> [WHAT TO DO] Below are the records. State how many of their lines contain "query", with nothing else.

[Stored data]
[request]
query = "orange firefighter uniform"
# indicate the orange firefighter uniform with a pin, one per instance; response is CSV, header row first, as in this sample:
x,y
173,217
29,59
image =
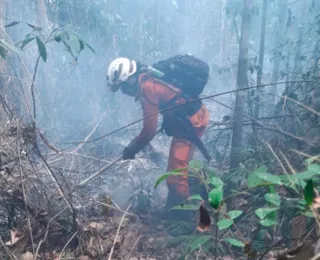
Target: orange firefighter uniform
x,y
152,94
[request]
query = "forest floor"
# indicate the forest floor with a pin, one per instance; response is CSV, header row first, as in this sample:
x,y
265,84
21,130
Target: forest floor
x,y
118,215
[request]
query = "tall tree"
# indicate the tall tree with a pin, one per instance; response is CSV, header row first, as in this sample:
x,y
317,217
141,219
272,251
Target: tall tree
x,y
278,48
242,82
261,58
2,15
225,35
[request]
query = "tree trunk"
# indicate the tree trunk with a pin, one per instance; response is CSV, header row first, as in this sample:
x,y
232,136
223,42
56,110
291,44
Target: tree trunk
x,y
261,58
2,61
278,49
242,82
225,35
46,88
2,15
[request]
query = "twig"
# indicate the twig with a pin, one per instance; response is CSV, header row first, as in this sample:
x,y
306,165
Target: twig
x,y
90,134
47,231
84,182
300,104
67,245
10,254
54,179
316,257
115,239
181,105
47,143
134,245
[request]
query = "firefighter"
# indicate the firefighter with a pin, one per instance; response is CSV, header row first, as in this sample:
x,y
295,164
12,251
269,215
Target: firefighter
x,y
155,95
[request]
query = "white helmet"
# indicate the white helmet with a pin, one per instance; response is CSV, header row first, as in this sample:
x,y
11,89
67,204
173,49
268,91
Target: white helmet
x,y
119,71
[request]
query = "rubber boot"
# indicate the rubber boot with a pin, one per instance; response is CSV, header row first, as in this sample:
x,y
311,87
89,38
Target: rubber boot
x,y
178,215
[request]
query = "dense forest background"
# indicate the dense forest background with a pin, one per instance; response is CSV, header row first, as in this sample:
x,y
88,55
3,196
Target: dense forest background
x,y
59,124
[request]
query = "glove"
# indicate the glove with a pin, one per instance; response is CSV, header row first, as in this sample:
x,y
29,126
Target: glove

> [ANSWER TO THIS EXERCISE] 10